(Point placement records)
_ _ _ _ _
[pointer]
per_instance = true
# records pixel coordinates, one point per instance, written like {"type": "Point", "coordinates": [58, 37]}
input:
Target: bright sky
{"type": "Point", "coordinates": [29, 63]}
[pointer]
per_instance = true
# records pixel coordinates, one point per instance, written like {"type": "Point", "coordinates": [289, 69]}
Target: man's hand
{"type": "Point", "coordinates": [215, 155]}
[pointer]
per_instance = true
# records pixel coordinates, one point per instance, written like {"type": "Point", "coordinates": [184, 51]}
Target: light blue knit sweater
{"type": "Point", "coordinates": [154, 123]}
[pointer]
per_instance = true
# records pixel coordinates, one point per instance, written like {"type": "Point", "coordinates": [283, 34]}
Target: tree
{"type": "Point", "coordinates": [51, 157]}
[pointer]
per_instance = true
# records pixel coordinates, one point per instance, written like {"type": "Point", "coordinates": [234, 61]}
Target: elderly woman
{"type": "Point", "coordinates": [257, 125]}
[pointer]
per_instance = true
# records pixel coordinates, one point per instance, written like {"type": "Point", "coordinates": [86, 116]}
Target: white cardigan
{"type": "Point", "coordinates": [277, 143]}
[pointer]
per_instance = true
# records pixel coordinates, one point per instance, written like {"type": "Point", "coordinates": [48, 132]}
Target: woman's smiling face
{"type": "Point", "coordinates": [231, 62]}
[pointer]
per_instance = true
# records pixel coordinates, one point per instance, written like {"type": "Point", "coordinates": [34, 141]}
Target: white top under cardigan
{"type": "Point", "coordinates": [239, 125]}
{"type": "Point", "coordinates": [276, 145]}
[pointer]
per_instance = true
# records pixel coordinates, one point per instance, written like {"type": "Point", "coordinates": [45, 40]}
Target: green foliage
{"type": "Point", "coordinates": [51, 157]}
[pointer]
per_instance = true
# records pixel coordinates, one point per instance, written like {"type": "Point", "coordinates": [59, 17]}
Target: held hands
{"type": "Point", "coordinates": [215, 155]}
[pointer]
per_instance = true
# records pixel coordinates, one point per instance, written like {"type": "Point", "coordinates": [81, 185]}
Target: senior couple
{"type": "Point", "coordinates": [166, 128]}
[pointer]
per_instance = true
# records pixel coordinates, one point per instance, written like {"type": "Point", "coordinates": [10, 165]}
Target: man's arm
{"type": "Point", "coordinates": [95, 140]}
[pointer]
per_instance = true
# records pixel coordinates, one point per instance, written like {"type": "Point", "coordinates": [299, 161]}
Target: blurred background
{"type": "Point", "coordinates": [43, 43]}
_ _ _ _ _
### WHAT TO WORK ON
Write out the entries above word for word.

### SOLVED PROBLEM
[pointer]
per_instance = true
# records pixel coordinates, one point per instance, written like {"type": "Point", "coordinates": [58, 37]}
input:
Target: bright sky
{"type": "Point", "coordinates": [29, 63]}
[pointer]
per_instance = true
# records pixel coordinates, one point per instance, written like {"type": "Point", "coordinates": [289, 69]}
Target: man's hand
{"type": "Point", "coordinates": [215, 155]}
[pointer]
per_instance = true
# records pixel coordinates, one point per instance, written like {"type": "Point", "coordinates": [184, 51]}
Target: light blue knit sweater
{"type": "Point", "coordinates": [154, 123]}
[pointer]
per_instance = true
# records pixel coordinates, one point per instance, written like {"type": "Point", "coordinates": [283, 34]}
Target: tree
{"type": "Point", "coordinates": [51, 157]}
[pointer]
per_instance = true
# records pixel coordinates, one point per instance, written like {"type": "Point", "coordinates": [234, 61]}
Target: elderly woman
{"type": "Point", "coordinates": [257, 125]}
[pointer]
per_instance = true
# records pixel coordinates, one point per instance, written like {"type": "Point", "coordinates": [86, 116]}
Target: white cardigan
{"type": "Point", "coordinates": [277, 143]}
[pointer]
per_instance = true
# records pixel coordinates, one point per instance, written like {"type": "Point", "coordinates": [48, 132]}
Target: woman's smiling face
{"type": "Point", "coordinates": [231, 62]}
[pointer]
per_instance = true
# records pixel coordinates, one point per instance, written like {"type": "Point", "coordinates": [34, 141]}
Target: white top under cardigan
{"type": "Point", "coordinates": [239, 125]}
{"type": "Point", "coordinates": [276, 145]}
[pointer]
per_instance = true
# records pixel coordinates, one point per instance, written like {"type": "Point", "coordinates": [45, 40]}
Target: green foliage
{"type": "Point", "coordinates": [51, 157]}
[pointer]
per_instance = true
# records pixel coordinates, one point per instance, written like {"type": "Point", "coordinates": [59, 17]}
Target: held hands
{"type": "Point", "coordinates": [215, 155]}
[pointer]
per_instance = true
# records pixel coordinates, one point per instance, written like {"type": "Point", "coordinates": [81, 185]}
Target: senior couple
{"type": "Point", "coordinates": [166, 128]}
[pointer]
per_instance = true
# records pixel coordinates, one point per instance, written like {"type": "Point", "coordinates": [10, 165]}
Target: man's arm
{"type": "Point", "coordinates": [95, 140]}
[pointer]
per_instance = true
# records pixel coordinates, one point per instance, written like {"type": "Point", "coordinates": [299, 161]}
Target: blurred background
{"type": "Point", "coordinates": [43, 43]}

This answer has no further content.